* **Directions for this task**
Copy out each of the following entries word for word.

Coordinate labeling data:

☆ ☆ ☆ ☆ ☆

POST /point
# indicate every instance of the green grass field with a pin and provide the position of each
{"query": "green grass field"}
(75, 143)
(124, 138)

☆ ☆ ☆ ☆ ☆

* **Completed exercise**
POST /point
# indicate every instance of the green grass field with a pin and provide the position of each
{"query": "green grass field"}
(75, 143)
(124, 138)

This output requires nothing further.